**Task instructions:**
Copy the records below word for word, leaving out the pictures.

+++

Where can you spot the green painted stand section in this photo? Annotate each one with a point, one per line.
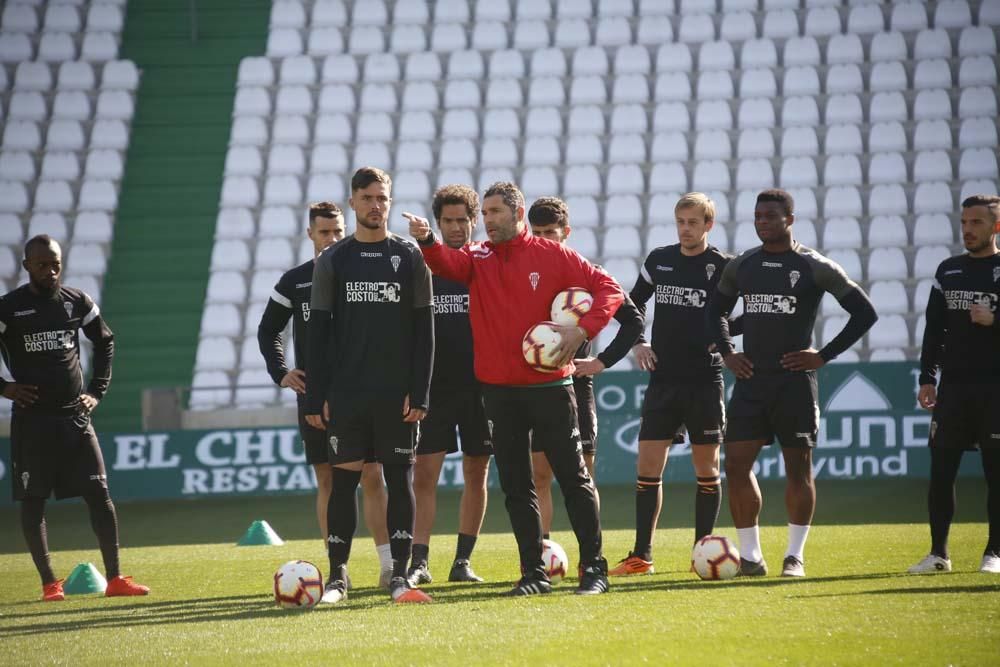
(258, 534)
(84, 579)
(154, 290)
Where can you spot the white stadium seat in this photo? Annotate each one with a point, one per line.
(887, 264)
(889, 297)
(887, 231)
(933, 229)
(889, 331)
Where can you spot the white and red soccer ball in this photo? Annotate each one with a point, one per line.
(555, 561)
(298, 584)
(715, 557)
(540, 342)
(570, 305)
(539, 346)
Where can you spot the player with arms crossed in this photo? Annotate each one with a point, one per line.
(458, 403)
(53, 445)
(290, 300)
(962, 341)
(782, 283)
(549, 219)
(512, 281)
(370, 352)
(685, 381)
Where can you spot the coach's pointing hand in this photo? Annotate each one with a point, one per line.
(420, 229)
(89, 402)
(414, 415)
(23, 395)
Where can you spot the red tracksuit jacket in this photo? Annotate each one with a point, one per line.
(511, 288)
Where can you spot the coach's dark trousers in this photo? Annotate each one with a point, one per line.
(545, 416)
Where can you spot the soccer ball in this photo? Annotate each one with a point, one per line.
(555, 561)
(298, 584)
(570, 305)
(539, 346)
(715, 557)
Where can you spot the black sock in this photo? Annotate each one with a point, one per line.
(399, 514)
(941, 496)
(647, 495)
(104, 521)
(991, 470)
(466, 543)
(707, 502)
(33, 526)
(341, 517)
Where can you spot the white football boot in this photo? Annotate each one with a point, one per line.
(931, 564)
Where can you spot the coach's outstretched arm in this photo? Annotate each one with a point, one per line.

+++

**Correct response:**
Where can you spot the green painted stand section in this photo? Annotate each one with a point, one per line.
(258, 534)
(84, 579)
(154, 290)
Where can you spot the white stadium seat in this photo? Annotate each one with a point, one per line.
(887, 264)
(889, 297)
(887, 231)
(933, 229)
(889, 331)
Where can you spot the white and red soccer ball in this photo? Annotate each one with a point, one per line.
(555, 561)
(298, 584)
(715, 557)
(540, 342)
(570, 305)
(539, 346)
Where can you spot the player with arms crossed in this photo? Annotate each one with a point, one per line.
(458, 403)
(53, 445)
(290, 300)
(962, 341)
(782, 283)
(549, 219)
(512, 281)
(370, 352)
(685, 381)
Where can you spot the coach's pointing hand in this photo? Annotate each one with a point, one per line.
(420, 229)
(89, 402)
(414, 415)
(23, 395)
Where can you spot the red tracksuit jacket in this photo? Annotate each one with a point, one per line.
(511, 288)
Where can you spot the coach's dark trousers in this photo? Annotate each one with a point, one per line.
(545, 416)
Where can you spot the soccer ball in this photo? Annotate each one with a point, one per line.
(555, 561)
(298, 584)
(570, 305)
(539, 346)
(715, 557)
Where can you spot the black sock in this photo? Annotate each one with a point, one per line.
(399, 514)
(941, 496)
(647, 495)
(104, 521)
(991, 470)
(466, 543)
(707, 502)
(33, 526)
(341, 517)
Where can you spot the white football boot in this photo? Annotate each one with a point, one per line.
(931, 564)
Where can you spot the coach's outstretched arm in this photo? Annotate each one with a point, one per line.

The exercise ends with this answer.